:: Required action ::
The answer should consist of every record, reproduced exactly.

:: Data to use ::
= Beginning of Section =

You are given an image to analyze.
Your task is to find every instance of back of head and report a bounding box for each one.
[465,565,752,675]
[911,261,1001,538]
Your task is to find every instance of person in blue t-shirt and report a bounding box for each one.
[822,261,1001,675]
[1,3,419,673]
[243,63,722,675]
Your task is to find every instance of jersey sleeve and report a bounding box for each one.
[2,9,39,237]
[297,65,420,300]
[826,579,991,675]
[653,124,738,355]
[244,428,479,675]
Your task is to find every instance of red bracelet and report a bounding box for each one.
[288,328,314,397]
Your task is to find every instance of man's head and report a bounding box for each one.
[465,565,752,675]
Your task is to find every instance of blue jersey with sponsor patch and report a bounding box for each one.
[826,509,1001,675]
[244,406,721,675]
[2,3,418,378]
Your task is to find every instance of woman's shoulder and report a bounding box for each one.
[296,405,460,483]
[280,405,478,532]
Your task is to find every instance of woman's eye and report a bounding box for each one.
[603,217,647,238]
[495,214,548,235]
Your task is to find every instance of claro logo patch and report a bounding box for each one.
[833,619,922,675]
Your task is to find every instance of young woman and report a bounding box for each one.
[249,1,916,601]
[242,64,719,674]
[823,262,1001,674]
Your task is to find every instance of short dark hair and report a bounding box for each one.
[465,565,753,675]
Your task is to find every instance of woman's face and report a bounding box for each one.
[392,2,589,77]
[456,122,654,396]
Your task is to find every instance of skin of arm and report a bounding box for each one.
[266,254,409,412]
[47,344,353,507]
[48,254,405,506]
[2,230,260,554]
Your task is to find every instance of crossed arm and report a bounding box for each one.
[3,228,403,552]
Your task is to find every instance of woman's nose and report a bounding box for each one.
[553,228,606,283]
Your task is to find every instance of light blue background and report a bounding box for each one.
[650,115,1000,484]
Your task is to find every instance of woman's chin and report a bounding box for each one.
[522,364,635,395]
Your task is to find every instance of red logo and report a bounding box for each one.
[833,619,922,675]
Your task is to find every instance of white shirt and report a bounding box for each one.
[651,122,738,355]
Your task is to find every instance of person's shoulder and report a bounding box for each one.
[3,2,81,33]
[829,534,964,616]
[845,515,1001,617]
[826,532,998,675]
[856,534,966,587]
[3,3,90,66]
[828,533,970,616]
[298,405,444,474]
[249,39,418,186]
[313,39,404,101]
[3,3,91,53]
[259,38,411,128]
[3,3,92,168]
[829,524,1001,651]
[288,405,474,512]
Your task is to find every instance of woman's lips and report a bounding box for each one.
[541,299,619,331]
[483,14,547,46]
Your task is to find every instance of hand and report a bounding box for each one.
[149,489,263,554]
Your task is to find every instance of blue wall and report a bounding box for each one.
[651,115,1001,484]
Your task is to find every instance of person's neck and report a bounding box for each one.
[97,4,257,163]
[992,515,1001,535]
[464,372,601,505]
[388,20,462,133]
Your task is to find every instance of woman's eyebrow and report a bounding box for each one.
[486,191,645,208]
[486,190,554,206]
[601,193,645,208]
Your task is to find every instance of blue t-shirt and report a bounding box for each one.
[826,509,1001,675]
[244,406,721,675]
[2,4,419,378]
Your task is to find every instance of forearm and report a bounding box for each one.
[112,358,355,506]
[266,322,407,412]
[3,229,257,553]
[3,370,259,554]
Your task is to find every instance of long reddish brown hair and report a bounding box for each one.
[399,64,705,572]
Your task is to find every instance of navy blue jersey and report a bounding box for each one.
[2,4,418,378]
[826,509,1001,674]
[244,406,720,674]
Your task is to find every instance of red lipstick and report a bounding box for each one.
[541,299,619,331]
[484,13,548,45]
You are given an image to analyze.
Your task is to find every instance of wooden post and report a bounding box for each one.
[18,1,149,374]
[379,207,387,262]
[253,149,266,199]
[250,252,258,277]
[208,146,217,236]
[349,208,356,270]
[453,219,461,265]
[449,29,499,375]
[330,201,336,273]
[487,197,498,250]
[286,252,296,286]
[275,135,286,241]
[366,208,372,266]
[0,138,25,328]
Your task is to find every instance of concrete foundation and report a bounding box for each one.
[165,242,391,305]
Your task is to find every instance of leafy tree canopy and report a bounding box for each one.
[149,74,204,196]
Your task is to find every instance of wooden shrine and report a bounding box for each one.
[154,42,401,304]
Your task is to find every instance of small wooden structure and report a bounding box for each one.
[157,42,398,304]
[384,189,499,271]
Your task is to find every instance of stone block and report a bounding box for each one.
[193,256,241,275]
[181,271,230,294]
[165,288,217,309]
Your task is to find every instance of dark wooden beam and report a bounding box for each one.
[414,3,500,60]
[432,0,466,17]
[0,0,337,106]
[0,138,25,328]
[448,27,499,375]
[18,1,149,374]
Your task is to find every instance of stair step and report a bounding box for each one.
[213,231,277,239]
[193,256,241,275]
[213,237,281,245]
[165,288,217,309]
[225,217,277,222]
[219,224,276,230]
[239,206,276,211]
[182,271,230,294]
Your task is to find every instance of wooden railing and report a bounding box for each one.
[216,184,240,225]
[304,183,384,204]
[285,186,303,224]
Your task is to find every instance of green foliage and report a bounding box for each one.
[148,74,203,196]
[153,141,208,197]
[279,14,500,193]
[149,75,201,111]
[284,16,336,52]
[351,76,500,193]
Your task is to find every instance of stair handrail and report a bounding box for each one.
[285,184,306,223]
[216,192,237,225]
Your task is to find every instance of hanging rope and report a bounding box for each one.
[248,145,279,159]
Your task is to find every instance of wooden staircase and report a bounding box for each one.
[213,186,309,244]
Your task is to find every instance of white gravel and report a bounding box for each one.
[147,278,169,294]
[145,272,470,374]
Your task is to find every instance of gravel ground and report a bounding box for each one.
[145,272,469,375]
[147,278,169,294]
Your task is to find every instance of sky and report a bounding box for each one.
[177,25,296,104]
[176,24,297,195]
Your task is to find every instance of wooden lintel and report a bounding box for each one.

= End of Section =

:: Output of the exercise ::
You are given an image to analyze.
Your task is to find every instance of back of head and report a bounding box for each one.
[465,565,752,675]
[911,261,1001,538]
Your task is to find every instance of person in blue t-shirt and report a bounding box for each one.
[822,261,1001,675]
[1,3,419,673]
[243,63,722,675]
Your task is to find every instance of jersey sleeve and report a bounding box for each one.
[2,9,39,237]
[297,65,420,300]
[826,579,991,675]
[653,124,738,355]
[244,428,479,675]
Your task is to find every instance of red bracelet and report a bounding box for each one.
[288,328,314,397]
Your task is to find every instance of man's head and report a bounding box for each one.
[465,565,752,675]
Your task is to find every instance of blue jersey with sponsor patch and report a bounding box for each one.
[826,509,1001,675]
[244,406,721,675]
[2,3,418,378]
Your task is to find every instance of woman's shoulder and report a bounding box for each one.
[296,405,460,483]
[280,405,478,532]
Your task is to find every instance of woman's eye and report a bounding box for each one.
[603,217,647,238]
[495,214,548,235]
Your task is to find every instance of claro logo patch and report a bounding box for each one.
[833,619,922,675]
Your task is to find every instance of young woman and report a bounding box for each one.
[249,1,916,601]
[242,64,719,674]
[823,262,1001,674]
Your task is to find every instance of short dark hair and report a bounding box for each one.
[465,565,753,675]
Your task is to find every instance of woman's face and report a bounding box for each one.
[392,2,589,77]
[456,122,654,396]
Your task is to find every instance of skin of arm and report a bounding box for each one.
[266,254,409,412]
[47,344,353,507]
[48,254,405,506]
[2,230,260,554]
Your task is to find every instance of crossed arm and report a bounding box for each one.
[3,228,403,552]
Your task is to find every instance of woman's nose and report a bounding box for each one.
[553,228,606,283]
Your task is to find every instance of light blue background and report a bounding box for each one.
[650,115,1000,484]
Your task is to find every instance of woman's chin and report a bounding box for each one.
[522,364,635,395]
Your task is to find every instance of red logo and report a bounding box for each one.
[833,619,922,675]
Your task is to find every instance of white shirt and report a bounding box for each one.
[651,122,738,355]
Your task is to find every instance of person's shoulder and report a bounding box for each one.
[3,2,81,33]
[829,534,964,616]
[845,515,1001,617]
[826,532,998,675]
[856,534,966,587]
[3,3,90,66]
[828,533,970,616]
[298,405,444,474]
[249,39,418,186]
[313,39,404,101]
[3,3,91,53]
[259,38,411,128]
[3,3,92,168]
[829,524,1001,651]
[288,405,474,512]
Your task is to find every instance of woman's lips and report a bounding box for each one.
[541,299,619,331]
[483,14,547,46]
Your task is to find every instance of hand and report a bounding box for each one.
[149,489,263,554]
Your task is to find every instance of blue wall and report a bounding box for each one.
[651,115,1001,484]
Your task is to find every instance of person's neck and report a bounding box for each one.
[97,4,257,163]
[992,515,1001,535]
[464,372,601,505]
[388,20,462,133]
Your task is to find every instance of woman's eyebrow and report a bounding box for each one.
[486,191,645,208]
[486,190,554,206]
[601,193,645,208]
Your task is to find every instance of blue t-shirt and report a bounding box for each one.
[826,509,1001,675]
[244,406,721,675]
[2,4,419,378]
Your task is to find every instance of forearm and report a bounding box for each one.
[112,358,355,506]
[266,322,407,412]
[3,229,257,553]
[3,370,259,554]
Your task is to find every instance of long reddish brown hair and report a bounding box for each one.
[399,64,705,572]
Your task is to find every instance of navy blue jersey and report a bounding box for each one.
[2,4,418,378]
[826,509,1001,674]
[244,406,720,674]
Your task is to find every instance of red lipstick and report a bounding box for each one.
[541,299,619,331]
[484,13,548,45]
You are given an image to analyze.
Your task is to find every instance of wooden post and report a bounding box for each one.
[18,1,149,374]
[379,207,387,262]
[253,149,266,199]
[250,252,258,277]
[208,146,217,236]
[349,208,356,270]
[453,219,461,265]
[449,29,499,375]
[330,201,336,273]
[487,197,498,250]
[286,252,296,286]
[275,135,286,241]
[366,208,372,266]
[0,138,25,328]
Your task is to find every instance of concrete foundation and report a bounding box for each one.
[165,242,391,305]
Your task is to find every instance of leafy tree canopy and report a bounding box for each one.
[149,74,204,196]
Your task is to find every instance of wooden shrine and report a bounding box for each one.
[154,42,401,304]
Your task is to find every instance of small wooden structure and report a bounding box for each one.
[157,42,398,304]
[384,189,499,271]
Your task is to find every instance of stone block and report a bounding box for each one.
[193,256,241,275]
[181,271,230,294]
[165,288,217,309]
Your task is to find every instance of dark wooden beam and report a bounding box for each one.
[414,3,500,60]
[432,0,466,17]
[0,0,337,106]
[0,138,25,328]
[448,27,499,375]
[18,1,149,374]
Your task is to find every instance of stair step and report a bounding box for each one.
[213,231,277,239]
[193,256,241,275]
[213,237,281,245]
[165,288,217,309]
[225,217,277,222]
[219,224,276,230]
[239,206,276,211]
[182,271,230,294]
Your task is to find every instance of wooden railing and report a bounding box for each one.
[216,184,240,225]
[304,183,384,204]
[285,186,303,224]
Your task is to find every instance of green foliage and report a bounding box for each one.
[148,74,203,196]
[153,141,208,197]
[279,14,500,193]
[149,75,201,111]
[284,16,336,52]
[351,76,500,193]
Your task is to find every instance of stair handrail and report a bounding box for each one.
[285,184,306,223]
[216,192,237,225]
Your task is to find every instance of hanging rope and report a bounding box for each one.
[248,145,279,159]
Your task is to find every instance of wooden staircase and report a bounding box for each one.
[213,186,309,244]
Your task is to find every instance of white gravel and report a bounding box for each one.
[147,278,169,294]
[145,272,470,374]
Your task is to find every instance of gravel ground and report a bounding box for each one.
[145,272,469,375]
[147,278,169,294]
Your task is to find every instance of sky and report a bounding box for each one.
[177,25,296,104]
[176,24,297,195]
Your task is to find every instance of wooden lintel and report a bounding box for each one.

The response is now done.